Será que nesse espaço de tempo alguém se deu ao trabalho de traduzir por miudos aos muitos comandos e suas famílias o que se estava a passar?

De facto não devem ser "historiadores" a contar a nossa história enquanto haja tanta gente com saúde que participou e viveu as coisas.

Mas para isso, tem que tudo ser esmiuçado pelos que participaram.







antonio graça de abreu disse...

Os acordos de Argel são de finais de Agosto de 1974 e jamais foram cumpridos pelo novo governo da Guiné-Bissau que os assinou e logo depois tomou o poder. As autoridades portuguesas da época não protestaram contra o não cumprimento dos acordos, fez-se a vergonhosa "descolonização exemplar." Será que o Mário Beja Santos, tão sábio, ainda não entendeu a ingenuidade (chamemos-lhe assim) de Carlos Fabião e essa "descolonização exemplar"?

Abraço,

António Graça de Abreu

João Carlos Abreu dos Santos disse...

... desde Junho do corrente ano (2021) conhecedor desse "assunto", e, sem pachorra para "apreciar" mais uma cavação jornaleira, apenas me apetece, em português curto e grosso, acrescentar - aos dois comentários que me precedem -, isto: mais uma tese-das-tretas fabricada no CES (supostamente) universitário de Coimbra.

**Material**

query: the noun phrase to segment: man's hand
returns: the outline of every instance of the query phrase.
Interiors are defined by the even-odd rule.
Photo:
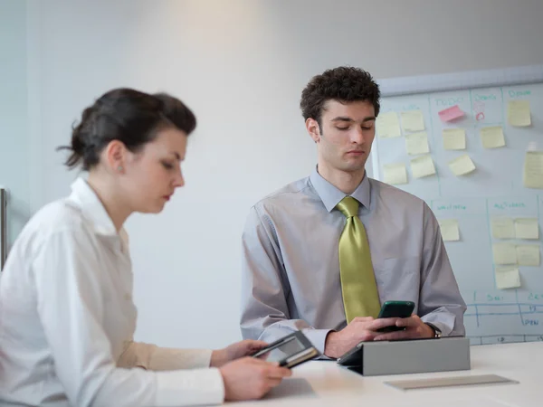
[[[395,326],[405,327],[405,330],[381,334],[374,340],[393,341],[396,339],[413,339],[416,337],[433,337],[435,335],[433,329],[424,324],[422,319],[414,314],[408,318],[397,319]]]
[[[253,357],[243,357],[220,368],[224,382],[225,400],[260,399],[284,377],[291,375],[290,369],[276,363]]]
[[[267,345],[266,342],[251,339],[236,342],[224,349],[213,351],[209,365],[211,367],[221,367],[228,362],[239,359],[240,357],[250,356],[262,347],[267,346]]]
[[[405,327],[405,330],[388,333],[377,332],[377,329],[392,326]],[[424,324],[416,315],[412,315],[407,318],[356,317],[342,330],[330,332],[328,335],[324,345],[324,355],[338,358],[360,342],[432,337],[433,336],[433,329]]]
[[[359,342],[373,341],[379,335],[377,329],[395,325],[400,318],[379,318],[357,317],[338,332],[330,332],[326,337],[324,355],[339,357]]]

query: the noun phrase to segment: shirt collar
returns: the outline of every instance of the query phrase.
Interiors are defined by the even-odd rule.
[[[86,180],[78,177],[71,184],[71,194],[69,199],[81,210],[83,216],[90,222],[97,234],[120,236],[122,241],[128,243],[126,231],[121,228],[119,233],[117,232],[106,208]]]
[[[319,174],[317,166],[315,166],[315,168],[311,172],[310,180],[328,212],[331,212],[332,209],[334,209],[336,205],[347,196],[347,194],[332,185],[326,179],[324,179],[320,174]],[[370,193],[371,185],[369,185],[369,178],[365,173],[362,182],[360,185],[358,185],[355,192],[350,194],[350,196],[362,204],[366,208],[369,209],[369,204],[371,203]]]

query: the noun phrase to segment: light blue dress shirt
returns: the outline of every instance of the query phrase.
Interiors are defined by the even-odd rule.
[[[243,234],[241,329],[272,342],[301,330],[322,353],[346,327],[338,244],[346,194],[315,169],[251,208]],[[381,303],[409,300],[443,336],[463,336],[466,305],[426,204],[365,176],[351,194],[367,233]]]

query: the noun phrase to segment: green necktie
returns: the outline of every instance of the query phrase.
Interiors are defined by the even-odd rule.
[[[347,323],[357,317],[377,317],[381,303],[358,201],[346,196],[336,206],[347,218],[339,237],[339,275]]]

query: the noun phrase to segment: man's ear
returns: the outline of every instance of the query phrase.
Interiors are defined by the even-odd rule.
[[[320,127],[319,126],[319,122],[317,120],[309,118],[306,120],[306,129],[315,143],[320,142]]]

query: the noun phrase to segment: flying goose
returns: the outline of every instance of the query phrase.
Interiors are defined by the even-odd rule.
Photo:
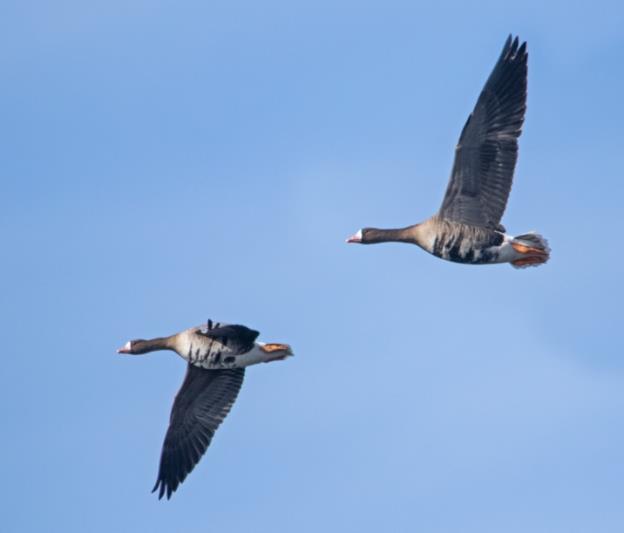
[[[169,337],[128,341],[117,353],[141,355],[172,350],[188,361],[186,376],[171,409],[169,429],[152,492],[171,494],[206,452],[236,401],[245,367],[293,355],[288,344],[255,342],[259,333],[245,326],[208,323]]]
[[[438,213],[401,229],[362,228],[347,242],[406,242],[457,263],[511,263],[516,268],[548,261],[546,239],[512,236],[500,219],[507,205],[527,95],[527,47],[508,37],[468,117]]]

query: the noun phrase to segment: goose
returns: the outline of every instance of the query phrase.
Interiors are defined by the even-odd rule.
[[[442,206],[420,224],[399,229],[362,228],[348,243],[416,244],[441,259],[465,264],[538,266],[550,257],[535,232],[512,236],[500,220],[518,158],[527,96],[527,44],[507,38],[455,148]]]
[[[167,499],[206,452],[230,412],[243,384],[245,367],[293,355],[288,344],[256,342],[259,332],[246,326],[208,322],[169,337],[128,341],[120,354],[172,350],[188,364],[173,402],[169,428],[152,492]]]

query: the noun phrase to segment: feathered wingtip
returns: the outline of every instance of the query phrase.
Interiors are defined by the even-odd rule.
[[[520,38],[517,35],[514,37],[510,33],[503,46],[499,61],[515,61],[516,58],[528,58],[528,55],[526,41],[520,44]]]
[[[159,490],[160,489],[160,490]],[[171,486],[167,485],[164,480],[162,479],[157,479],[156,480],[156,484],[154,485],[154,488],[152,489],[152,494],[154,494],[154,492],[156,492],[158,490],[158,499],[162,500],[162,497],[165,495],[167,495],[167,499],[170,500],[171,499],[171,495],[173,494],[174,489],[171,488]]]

**Instruções do exercício**
Responda, por favor, às seguintes perguntas com base no excerto:
(a) De quando são os acordos de Argel?
(b) No último comentário, desde quando se diz haver conhecimento do "assunto"?
(c) Segundo esse mesmo comentário, onde foi fabricada a "tese-das-tretas"?

**Resposta esperada**
(a) De finais de agosto de 1974.
(b) Desde junho de 2021.
(c) No CES (supostamente) universitário de Coimbra.